Lines from the top of the entries down to the line with "x=339, y=599" must be set down exactly as they stand, with both ends retained.

######

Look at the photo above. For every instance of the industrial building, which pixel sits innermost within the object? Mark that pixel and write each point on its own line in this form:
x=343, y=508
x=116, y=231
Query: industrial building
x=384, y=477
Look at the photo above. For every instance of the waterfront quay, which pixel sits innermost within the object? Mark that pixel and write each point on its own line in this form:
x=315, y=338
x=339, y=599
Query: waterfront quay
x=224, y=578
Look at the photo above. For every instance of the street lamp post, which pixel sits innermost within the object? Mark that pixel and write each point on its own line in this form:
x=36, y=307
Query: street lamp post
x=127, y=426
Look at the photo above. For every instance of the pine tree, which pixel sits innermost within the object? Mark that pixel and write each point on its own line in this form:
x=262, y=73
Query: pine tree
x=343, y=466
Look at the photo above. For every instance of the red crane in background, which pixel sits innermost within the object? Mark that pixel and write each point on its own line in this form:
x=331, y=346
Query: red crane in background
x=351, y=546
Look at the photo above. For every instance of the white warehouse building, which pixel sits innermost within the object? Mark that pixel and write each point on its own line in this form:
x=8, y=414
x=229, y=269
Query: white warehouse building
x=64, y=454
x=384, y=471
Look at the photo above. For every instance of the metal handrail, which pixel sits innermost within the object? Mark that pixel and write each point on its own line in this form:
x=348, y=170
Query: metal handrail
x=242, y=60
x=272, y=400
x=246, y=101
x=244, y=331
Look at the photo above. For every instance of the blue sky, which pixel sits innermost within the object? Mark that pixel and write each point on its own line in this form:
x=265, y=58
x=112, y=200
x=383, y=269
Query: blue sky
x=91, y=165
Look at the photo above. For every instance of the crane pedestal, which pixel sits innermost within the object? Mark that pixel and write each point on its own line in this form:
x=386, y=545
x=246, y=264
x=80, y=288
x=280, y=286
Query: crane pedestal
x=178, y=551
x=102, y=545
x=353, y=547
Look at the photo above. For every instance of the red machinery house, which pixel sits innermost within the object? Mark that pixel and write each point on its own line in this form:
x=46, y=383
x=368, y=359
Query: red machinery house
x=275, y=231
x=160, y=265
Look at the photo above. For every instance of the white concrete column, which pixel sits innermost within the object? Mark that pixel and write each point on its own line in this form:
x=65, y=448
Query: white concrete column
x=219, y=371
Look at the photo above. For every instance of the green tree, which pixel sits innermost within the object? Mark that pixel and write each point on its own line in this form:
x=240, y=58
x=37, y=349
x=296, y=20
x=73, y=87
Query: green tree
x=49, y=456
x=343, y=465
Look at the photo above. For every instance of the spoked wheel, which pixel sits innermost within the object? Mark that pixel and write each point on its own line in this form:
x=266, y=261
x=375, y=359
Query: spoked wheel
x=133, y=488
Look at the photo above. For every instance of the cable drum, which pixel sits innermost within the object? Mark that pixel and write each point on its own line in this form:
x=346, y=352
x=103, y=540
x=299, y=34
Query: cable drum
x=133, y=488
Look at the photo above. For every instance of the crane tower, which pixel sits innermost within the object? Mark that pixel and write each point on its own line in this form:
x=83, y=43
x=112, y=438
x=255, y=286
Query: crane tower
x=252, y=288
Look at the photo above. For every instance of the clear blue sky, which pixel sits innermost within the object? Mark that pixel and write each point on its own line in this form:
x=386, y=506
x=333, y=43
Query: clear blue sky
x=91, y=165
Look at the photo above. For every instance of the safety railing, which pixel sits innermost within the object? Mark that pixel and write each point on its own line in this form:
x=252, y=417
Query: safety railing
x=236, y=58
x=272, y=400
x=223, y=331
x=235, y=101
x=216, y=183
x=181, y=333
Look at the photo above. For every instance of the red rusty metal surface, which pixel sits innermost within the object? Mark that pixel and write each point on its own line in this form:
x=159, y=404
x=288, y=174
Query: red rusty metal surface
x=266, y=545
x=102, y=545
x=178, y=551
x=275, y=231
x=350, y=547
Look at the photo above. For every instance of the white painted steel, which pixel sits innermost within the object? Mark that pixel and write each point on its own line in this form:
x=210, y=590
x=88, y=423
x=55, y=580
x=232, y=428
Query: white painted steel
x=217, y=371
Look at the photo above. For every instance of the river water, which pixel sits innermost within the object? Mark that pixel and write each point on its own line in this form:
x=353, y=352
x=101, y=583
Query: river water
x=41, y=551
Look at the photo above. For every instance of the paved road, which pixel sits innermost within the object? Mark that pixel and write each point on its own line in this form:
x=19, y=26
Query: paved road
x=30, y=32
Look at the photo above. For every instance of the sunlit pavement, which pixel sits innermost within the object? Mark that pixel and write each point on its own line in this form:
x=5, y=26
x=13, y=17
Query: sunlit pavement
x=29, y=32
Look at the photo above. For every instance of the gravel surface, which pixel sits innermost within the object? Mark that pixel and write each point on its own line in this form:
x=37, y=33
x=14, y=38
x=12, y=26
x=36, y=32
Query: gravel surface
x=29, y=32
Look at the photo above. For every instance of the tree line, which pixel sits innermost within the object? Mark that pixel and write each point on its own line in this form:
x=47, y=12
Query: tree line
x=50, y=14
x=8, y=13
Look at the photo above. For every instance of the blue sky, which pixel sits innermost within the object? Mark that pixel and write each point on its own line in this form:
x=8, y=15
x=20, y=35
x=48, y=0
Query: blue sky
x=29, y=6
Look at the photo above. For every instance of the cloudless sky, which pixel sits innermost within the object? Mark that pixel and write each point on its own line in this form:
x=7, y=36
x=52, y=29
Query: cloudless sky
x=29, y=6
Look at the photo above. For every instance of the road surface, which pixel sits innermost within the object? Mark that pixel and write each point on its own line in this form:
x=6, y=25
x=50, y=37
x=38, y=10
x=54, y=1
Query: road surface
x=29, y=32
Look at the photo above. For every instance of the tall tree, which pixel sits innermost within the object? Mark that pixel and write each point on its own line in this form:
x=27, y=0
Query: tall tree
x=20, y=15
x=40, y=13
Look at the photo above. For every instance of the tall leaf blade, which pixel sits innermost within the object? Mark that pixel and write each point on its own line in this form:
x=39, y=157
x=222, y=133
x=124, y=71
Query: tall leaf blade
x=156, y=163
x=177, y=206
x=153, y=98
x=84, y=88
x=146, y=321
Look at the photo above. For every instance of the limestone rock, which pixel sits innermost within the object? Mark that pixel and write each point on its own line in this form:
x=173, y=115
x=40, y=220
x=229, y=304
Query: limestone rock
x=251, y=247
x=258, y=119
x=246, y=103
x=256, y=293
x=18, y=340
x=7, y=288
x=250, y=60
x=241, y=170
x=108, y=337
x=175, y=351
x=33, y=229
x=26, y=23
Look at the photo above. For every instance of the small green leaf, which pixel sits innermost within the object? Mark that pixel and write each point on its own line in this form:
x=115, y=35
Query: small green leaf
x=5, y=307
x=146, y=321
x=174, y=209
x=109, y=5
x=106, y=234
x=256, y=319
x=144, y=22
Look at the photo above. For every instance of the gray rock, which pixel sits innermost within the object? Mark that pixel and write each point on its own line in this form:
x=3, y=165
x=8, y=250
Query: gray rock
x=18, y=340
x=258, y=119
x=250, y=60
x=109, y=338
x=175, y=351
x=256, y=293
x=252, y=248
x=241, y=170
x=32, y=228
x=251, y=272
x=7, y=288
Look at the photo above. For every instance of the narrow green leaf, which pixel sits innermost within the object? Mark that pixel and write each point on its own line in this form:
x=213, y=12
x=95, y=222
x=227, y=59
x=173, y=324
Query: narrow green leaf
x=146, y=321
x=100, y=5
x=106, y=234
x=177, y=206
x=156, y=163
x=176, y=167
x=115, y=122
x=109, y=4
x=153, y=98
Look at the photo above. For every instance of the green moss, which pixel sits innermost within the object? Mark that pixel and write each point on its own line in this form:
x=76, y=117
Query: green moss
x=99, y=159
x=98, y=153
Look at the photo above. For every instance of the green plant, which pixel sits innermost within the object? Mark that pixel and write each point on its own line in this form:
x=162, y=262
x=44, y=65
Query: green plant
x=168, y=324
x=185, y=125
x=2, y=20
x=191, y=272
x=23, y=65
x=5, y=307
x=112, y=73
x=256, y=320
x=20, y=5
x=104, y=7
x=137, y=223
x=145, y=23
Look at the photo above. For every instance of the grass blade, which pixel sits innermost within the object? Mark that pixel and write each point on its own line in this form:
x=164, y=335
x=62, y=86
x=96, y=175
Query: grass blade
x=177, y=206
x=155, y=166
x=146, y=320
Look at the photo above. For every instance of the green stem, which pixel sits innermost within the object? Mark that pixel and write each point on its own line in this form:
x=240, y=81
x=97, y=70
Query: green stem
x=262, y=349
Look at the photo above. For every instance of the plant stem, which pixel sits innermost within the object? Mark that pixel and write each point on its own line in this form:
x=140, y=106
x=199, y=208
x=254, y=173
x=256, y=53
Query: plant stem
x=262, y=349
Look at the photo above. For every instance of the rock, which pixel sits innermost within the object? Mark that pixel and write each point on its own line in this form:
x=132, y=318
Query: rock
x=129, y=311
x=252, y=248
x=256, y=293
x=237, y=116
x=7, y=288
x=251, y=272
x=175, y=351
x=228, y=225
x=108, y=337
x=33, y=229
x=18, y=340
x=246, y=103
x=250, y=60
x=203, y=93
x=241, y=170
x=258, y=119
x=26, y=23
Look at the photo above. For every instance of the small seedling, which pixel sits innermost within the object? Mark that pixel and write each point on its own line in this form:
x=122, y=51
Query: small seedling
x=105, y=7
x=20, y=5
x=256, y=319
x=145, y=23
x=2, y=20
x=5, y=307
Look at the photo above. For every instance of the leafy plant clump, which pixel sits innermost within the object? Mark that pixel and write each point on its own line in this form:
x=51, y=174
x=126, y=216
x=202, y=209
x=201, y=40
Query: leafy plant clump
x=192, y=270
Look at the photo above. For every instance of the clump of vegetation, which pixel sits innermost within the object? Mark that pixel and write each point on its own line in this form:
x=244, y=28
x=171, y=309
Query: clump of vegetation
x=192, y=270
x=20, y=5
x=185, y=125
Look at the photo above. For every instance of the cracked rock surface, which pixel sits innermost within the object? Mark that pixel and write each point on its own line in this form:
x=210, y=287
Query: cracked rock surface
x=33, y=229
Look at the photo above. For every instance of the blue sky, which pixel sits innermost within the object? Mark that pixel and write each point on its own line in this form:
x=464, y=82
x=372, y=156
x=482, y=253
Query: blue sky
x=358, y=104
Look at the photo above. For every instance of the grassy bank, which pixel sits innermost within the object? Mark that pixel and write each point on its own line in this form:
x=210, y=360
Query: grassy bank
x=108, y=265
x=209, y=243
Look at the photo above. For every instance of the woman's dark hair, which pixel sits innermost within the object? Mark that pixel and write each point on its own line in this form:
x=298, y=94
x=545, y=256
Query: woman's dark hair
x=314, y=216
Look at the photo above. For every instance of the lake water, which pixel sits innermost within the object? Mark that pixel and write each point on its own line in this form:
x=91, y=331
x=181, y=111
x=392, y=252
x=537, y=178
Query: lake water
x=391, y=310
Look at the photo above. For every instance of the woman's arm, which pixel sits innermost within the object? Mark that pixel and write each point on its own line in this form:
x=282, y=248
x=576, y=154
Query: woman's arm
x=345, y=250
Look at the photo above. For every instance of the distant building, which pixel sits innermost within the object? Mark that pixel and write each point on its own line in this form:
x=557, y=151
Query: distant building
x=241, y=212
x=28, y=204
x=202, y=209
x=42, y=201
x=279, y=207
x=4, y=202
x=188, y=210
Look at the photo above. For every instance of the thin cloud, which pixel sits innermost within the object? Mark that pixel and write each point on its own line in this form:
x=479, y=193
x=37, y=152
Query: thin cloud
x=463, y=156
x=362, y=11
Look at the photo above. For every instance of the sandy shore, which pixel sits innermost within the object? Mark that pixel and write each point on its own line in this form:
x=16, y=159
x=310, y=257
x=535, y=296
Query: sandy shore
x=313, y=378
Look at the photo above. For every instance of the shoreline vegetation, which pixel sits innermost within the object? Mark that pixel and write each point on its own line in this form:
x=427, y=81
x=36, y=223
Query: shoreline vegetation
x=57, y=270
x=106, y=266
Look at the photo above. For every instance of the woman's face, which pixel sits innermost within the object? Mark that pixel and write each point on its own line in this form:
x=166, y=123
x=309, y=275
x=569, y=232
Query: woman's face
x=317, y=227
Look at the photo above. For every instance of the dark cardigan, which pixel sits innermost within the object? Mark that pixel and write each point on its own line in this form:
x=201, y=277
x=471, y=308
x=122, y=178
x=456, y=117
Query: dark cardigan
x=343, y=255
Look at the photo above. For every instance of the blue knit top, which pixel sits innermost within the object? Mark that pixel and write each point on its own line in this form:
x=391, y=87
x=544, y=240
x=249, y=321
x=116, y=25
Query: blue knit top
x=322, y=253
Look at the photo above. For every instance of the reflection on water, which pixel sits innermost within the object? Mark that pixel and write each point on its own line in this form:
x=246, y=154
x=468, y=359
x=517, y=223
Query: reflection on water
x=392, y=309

######

**ANSWER FOR THIS EXERCISE**:
Look at the photo above. For every instance of the industrial building, which pixel sits innermost within the object? Mark that pixel and write each point on its own line in this form:
x=343, y=508
x=116, y=231
Query: industrial building
x=384, y=477
Look at the photo above. For every instance of the waterfront quay, which pixel sits innermost within the object? Mark that pixel and write each point on its own line in this form:
x=315, y=338
x=339, y=599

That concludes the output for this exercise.